WHAT YOU WILL DO =>
1. In the text about Chaka Malik, what did he borrow to cope with his fear and guilt while doctors examined his sister?
2. Reproduce the passage from the text about Chaka Malik starting at "This is, after" and ending at "a better term.".

Energy finds a path.
It creates — or adapts to — a conduit.
The process is a beautiful thing, but it ain’t always pretty.
This is, after all, how people get electrocuted.
But it’s also how they can be galvanized…changed…united with kismet…turned on, for lack of a better term.
One could argue this is precisely what occurred in a New York City hospital room sometime in the mid-1980s when one of the most visionary artists in one of the most visionary scenes in the history of rock n’ roll music — that’d be the hyper evolutionary, boundary-smashing late 80s into mid-90s New York City hardcore-to-post-hardcore blossoming — first found his creative mind plugged into a synergistic power source that would radically shift his path and, ultimately, the paths of countless other sufferers, strivers, and seekers.
Chaka Malik had, alas, looked the other way briefly while watching his younger sister and she’d accidentally sprayed some sort of cleaning product into her eyes. (Sometimes energy-infused destiny asks an innocent bystander to take one for the team — don’t worry, no permanent damage!) To help him deal with his fear and guilt as the doctors did their examinations, the future Burn/Orange 9mm/Ghost Decibels frontman borrowed his mother’s portable radio.
Scroll.
Tune.
Scroll.
Tune.
Explode!
WNYU.
Scratch Acid.
Berzerker.

COLLECTED DATA =>
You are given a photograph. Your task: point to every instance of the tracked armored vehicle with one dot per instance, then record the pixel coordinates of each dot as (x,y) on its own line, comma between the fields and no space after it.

ANSWERS GIVEN =>
1. He borrowed his mother's portable radio.

2.
This is, after all, how people get electrocuted.
But it’s also how they can be galvanized…changed…united with kismet…turned on, for lack of a better term.